*Selection*:
□ □ □

# Local Media randomly pauses



## pestilent (Jun 22, 2011)

Since I got my charge (day 1) I have had issues with local music randomly pausing. Initially I submitted it as a Google Music bug, but I am now noticing the issue in Spotify as well, so I think it's my phone.

So far I have only noticed it in Spotify and Google Music, when playing local media (I haven't tested stream extensively in either app). In all cases the music will just randomly pause and I have to unlock my phone and push play again. It's happened across multiple roms and kernels and I have never seen any warning or error. In most instances the phone has been locked and in my pocket or sitting on my desk.

Has anyone else seen anything like this? It's driving me crazy.


----------



## fz798 (Jul 10, 2011)

I noticed the same thing, and finally figured it was probably the lousy Class2 MicroSDHC card you get with the phone. I got myself a Class6 and have not had the problem since. HTH


----------



## pestilent (Jun 22, 2011)

I have been thinking that was the most likely culprit. Will order up a replacement and see how it goes.


----------



## velogiraptor (Sep 23, 2011)

fz798 said:


> I noticed the same thing, and finally figured it was probably the lousy Class2 MicroSDHC card you get with the phone. I got myself a Class6 and have not had the problem since. HTH


Not sure... I have the same problem streaming or local. Have had since I got the phone.


----------

□ □ □

*Supplied material*:
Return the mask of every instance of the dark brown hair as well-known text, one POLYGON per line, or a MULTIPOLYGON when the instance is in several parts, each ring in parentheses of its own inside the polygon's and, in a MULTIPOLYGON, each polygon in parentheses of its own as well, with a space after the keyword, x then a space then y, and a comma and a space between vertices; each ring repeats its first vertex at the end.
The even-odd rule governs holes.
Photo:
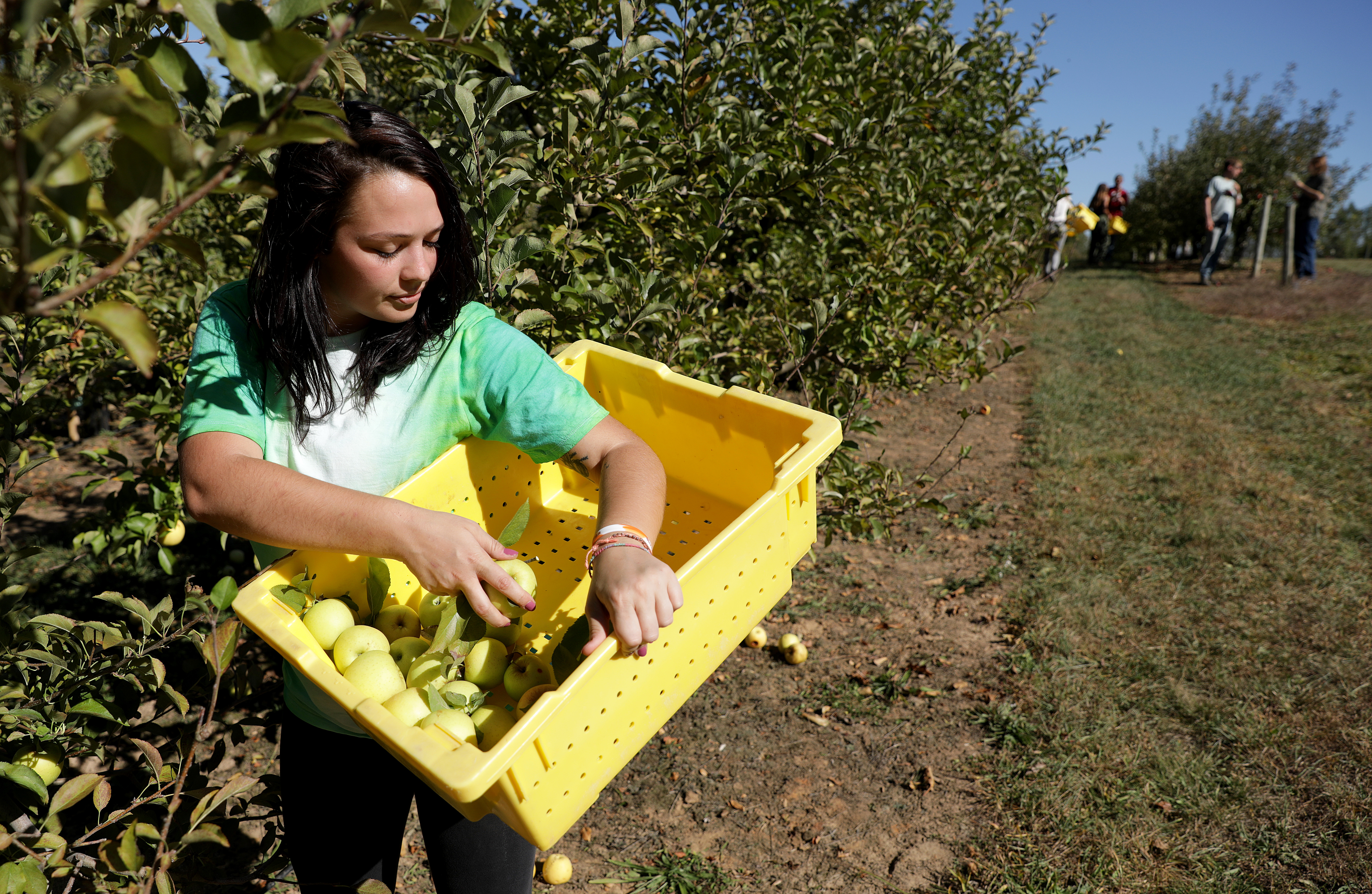
POLYGON ((266 359, 291 394, 295 435, 302 440, 311 424, 348 396, 336 394, 325 357, 329 317, 318 270, 321 256, 333 247, 339 214, 361 181, 384 171, 410 174, 434 189, 443 214, 438 263, 414 315, 403 324, 370 321, 362 332, 350 373, 364 406, 383 378, 413 363, 453 326, 476 292, 472 233, 457 186, 428 140, 379 106, 353 101, 343 111, 347 121, 339 123, 355 145, 292 143, 277 154, 277 195, 266 204, 248 274, 252 324, 266 359))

□ □ □

*Problems to work on*:
1. In the thread about music randomly pausing, what class of MicroSDHC card did fz798 get to replace the one that came with the phone?
2. Sum up the thread about music randomly pausing in two sentences.
3. Please revise the thread about music randomly pausing, beginning at the words "Since I got my" and stopping after "it's my phone.", with "Spotify" changed to "Pandora".

*Answers given*:
1. A Class6 card.

2. pestilent reports that local music in Spotify and Google Music randomly pauses on the phone, across multiple roms and kernels and usually while the phone is locked, with no warning or error. fz798 blames the Class2 MicroSDHC card that comes with the phone and says a Class6 card ended the problem, but velogiraptor is not sure, having the same problem whether streaming or playing local music.

3.
Since I got my charge (day 1) I have had issues with local music randomly pausing. Initially I submitted it as a Google Music bug, but I am now noticing the issue in Pandora as well, so I think it's my phone.